■ What the task requires ■
Reproduce all of the lines below, substituting "point" for every occurrence of "marker" and leaving everything else unchanged.

■ Records for this exercise ■
■ ■ ■ ■ ■ ■ ■
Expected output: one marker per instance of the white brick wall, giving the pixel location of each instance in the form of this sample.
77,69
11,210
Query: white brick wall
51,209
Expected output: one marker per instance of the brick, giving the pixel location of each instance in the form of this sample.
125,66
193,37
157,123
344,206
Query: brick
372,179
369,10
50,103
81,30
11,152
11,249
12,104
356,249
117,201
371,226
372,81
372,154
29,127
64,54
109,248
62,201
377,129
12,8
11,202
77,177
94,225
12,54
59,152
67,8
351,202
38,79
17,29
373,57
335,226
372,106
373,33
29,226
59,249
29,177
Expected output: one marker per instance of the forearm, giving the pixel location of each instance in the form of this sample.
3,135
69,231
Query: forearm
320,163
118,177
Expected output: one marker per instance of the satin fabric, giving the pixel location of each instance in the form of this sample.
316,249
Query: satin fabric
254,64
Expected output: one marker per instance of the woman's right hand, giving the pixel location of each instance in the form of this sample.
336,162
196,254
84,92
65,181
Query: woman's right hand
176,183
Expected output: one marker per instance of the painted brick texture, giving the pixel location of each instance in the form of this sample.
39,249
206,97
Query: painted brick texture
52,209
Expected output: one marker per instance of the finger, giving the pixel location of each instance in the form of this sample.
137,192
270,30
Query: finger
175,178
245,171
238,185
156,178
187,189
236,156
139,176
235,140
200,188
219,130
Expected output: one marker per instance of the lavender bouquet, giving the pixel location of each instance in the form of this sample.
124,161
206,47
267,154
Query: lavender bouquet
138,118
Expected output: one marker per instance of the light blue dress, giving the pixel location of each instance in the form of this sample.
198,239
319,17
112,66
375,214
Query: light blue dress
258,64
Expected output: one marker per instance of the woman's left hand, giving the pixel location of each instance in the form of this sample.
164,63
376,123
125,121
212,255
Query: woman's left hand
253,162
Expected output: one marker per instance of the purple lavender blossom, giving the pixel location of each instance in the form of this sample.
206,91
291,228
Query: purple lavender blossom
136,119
■ ■ ■ ■ ■ ■ ■
■ Solution for this exercise ■
Expected output: one point per instance of the white brick wall, giving the pixel location of each instance in the form of this sample.
77,69
11,210
Query: white brick wall
51,209
Expected output: one point per instance of the brick, giving the pixel location of each instance in the form of this sample.
125,66
193,37
157,123
344,206
Query: brick
372,179
369,10
50,103
81,30
11,152
11,249
12,104
356,249
117,201
371,226
372,81
372,154
29,127
64,54
109,248
62,201
377,129
12,8
11,202
77,177
94,225
12,54
59,152
67,8
351,202
38,79
17,29
373,57
335,226
372,106
373,33
29,226
59,249
29,177
Expected output: one point per instance of the forearm, giving the pixel location of each instance in the form of this sample.
3,135
69,231
Query: forearm
320,163
118,177
Expected output: one point per instance of the satin fabric, giving the pixel location of each instance in the form of this sample.
316,249
Query: satin fabric
254,64
Expected output: one point per instance of the woman's right hand, giving the pixel location of each instance in the form of this sample.
336,162
196,254
84,92
65,181
Query: woman's right hand
176,183
Expected output: one point per instance of the painted brick texture, giving the pixel location of each instance in the form of this sample.
39,249
206,97
Query: painted brick texture
52,209
Expected output: one point per instance of the finger, giving the pixel location of each instance in the form of this sample.
137,192
270,30
Query: finger
175,178
245,171
238,185
156,178
187,189
236,156
139,176
235,140
200,188
219,130
Expected output: one point per instance of the lavender bouquet, giving the pixel location of each instance in the form of this sample.
124,161
206,47
267,154
Query: lavender bouquet
138,118
Expected output: one point per instance of the light blue dress, giving the pixel location of each instance in the form of this sample.
198,239
319,17
112,66
375,214
Query: light blue dress
258,64
Expected output: one point per instance of the woman's left hand, giving the pixel location of each instance in the form of this sample.
164,63
376,123
125,121
212,255
Query: woman's left hand
253,162
Expected output: one point per instance of the purple lavender blossom, giving the pixel location of each instance in the form of this sample.
206,91
291,228
Query: purple lavender blossom
136,119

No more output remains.